Reproduce the listing with every "Found at" swapped for "Located at" and nothing else altered, leaving out the pictures.
** start Task inputs **
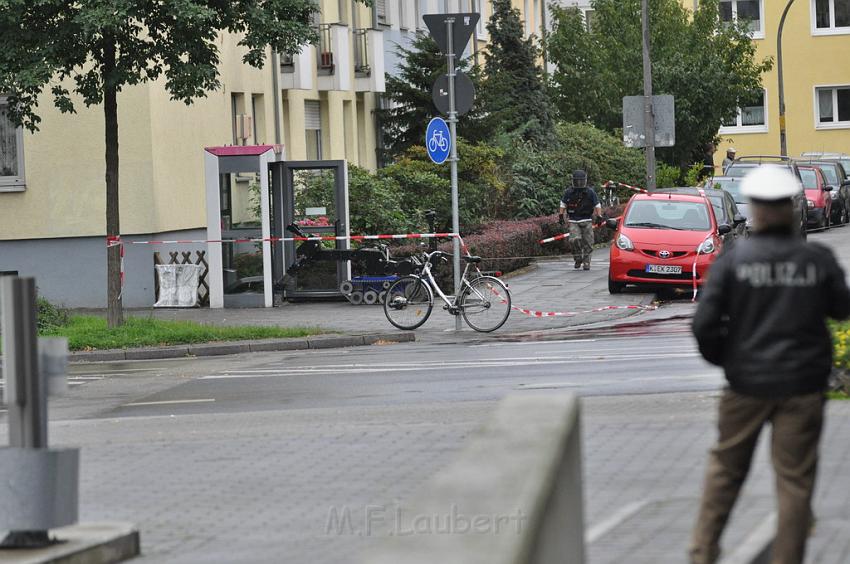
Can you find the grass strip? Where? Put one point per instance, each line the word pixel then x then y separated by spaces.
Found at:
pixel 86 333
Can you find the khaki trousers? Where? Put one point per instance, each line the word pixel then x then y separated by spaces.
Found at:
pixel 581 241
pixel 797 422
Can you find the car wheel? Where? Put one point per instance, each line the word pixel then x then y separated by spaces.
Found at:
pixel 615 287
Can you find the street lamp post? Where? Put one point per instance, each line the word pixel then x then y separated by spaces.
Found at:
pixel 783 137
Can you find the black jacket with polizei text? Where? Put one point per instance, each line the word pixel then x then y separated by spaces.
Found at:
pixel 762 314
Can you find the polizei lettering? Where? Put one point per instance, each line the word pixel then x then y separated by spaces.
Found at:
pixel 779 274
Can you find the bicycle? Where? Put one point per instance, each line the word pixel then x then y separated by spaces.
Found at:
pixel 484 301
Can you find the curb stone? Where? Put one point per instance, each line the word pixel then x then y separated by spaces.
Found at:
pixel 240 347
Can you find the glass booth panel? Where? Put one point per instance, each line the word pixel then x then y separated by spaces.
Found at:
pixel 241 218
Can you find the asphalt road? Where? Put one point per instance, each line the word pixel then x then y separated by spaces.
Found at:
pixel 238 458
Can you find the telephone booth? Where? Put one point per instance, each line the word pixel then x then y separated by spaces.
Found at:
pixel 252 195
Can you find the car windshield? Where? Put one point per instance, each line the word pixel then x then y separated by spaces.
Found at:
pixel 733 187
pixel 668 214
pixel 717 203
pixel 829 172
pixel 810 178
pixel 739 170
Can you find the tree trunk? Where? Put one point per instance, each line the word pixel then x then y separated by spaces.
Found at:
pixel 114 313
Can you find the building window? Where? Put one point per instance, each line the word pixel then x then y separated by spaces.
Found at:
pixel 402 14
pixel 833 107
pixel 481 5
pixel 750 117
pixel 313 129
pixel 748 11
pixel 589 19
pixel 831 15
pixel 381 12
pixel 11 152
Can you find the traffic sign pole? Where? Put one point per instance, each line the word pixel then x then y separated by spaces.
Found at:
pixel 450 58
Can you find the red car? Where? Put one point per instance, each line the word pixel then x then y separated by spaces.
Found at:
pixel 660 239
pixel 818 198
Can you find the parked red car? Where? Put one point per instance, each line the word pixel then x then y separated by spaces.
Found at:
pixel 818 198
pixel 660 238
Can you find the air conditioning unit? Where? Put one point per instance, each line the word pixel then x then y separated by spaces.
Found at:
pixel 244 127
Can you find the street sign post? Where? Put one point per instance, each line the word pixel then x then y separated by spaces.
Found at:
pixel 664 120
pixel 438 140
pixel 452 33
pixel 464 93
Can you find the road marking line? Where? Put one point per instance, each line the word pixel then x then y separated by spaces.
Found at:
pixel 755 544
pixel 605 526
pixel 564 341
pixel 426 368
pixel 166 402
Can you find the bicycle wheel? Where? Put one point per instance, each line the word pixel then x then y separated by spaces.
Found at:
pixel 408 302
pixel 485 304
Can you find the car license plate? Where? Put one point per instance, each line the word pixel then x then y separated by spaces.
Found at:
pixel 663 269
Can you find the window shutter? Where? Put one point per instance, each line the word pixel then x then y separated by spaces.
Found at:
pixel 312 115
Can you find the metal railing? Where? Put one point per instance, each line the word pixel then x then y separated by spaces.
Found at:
** end Task inputs **
> **Worked solution**:
Can you find the grass strip? Where? Put one point per instance, each line the word pixel then x then y separated by spaces.
Located at:
pixel 86 333
Can you find the khaki trousers? Where? Put one point per instance, each line the word pixel then x then y separated by spaces.
Located at:
pixel 581 241
pixel 797 422
Can you find the car wheel? Where? Put one point per instance, each line the word pixel then x then y separated by spaces.
Located at:
pixel 615 287
Can you find the street lamp post? Where? Put one point per instance, each line the word pixel then x then y separated by spaces.
Located at:
pixel 783 137
Can you find the black jacket with polizei text? Where? Put one point per instance, each line the word pixel then x then y separated by spaces.
Located at:
pixel 762 314
Can you find the polizei lettering? Where? Put one point per instance, each line the word pixel then x then y separated by spaces.
Located at:
pixel 779 274
Can you find the bicycle? Where? Put one point per instance, each line the word pixel then x then y separated by spaces.
Located at:
pixel 484 301
Can you find the curb stone? Where? Put one point per instance, each line the word pixel then x then y separated by spaces.
Located at:
pixel 240 347
Can you find the glass booth panel? Where? Put one point per instance, each line the word pixel then x then y separated by spaces.
Located at:
pixel 241 218
Can you find the asphalt road? Where? Put one point per instance, each line the word pixel then x then y separated by spaces.
Located at:
pixel 238 458
Can you find the telephone booth? Where? Put one point per instance, each line the word pixel then x then y separated by spaces.
Located at:
pixel 252 195
Can you find the car windshield? Where? Put one point per instance, each line the word pixel then x then y separated by spaces.
Located at:
pixel 733 187
pixel 668 214
pixel 717 203
pixel 829 172
pixel 810 178
pixel 739 170
Can you find the tree trunk? Where? Put one point per instance, each line the word pixel then x then y separated by spaces.
Located at:
pixel 114 313
Can you find the building window? Where? Put one point per instance, each line the word pixel then x then y separated by spaces.
Located at:
pixel 402 14
pixel 833 107
pixel 481 5
pixel 750 117
pixel 313 129
pixel 748 11
pixel 589 19
pixel 831 15
pixel 381 12
pixel 11 152
Can you find the traffic sign pole? Where? Put one point per instance, each line the word pixel then x then y separated by spaces.
Located at:
pixel 450 58
Can you find the red car? Where? Put one point per instance, each line the word pixel then x then y separated by spaces.
Located at:
pixel 660 239
pixel 818 198
Can you find the parked red car? Where? Put one point per instance, each line the word pixel then x then y separated by spaces.
Located at:
pixel 818 198
pixel 660 238
Can you find the air conditioning unit? Where? Put one point per instance, each line the word pixel then x then y separated by spaces.
Located at:
pixel 244 127
Can you find the street sign post? Where? Put one point per instance, each line the word pixel then x then y separated by spaces.
Located at:
pixel 664 120
pixel 438 140
pixel 452 33
pixel 464 93
Can you find the road marking line? Where? Put one point per instance, each line the word pixel then x then y separated by spaces.
Located at:
pixel 755 544
pixel 605 526
pixel 564 341
pixel 426 368
pixel 166 402
Can you find the bicycle wheel? Where? Put one point per instance, each line the word pixel then x then y separated by spaces.
Located at:
pixel 408 302
pixel 485 304
Can you find the car license plate? Where? Put one point per instance, each line the word pixel then x then y separated by spaces.
Located at:
pixel 663 269
Can you find the window shutter? Where? Put one point per instance, each line the word pixel then x then y separated by spaces.
Located at:
pixel 312 115
Can you find the metal railing? Where? Put one point per instance, each line the word pixel then x then y separated by spaces.
Located at:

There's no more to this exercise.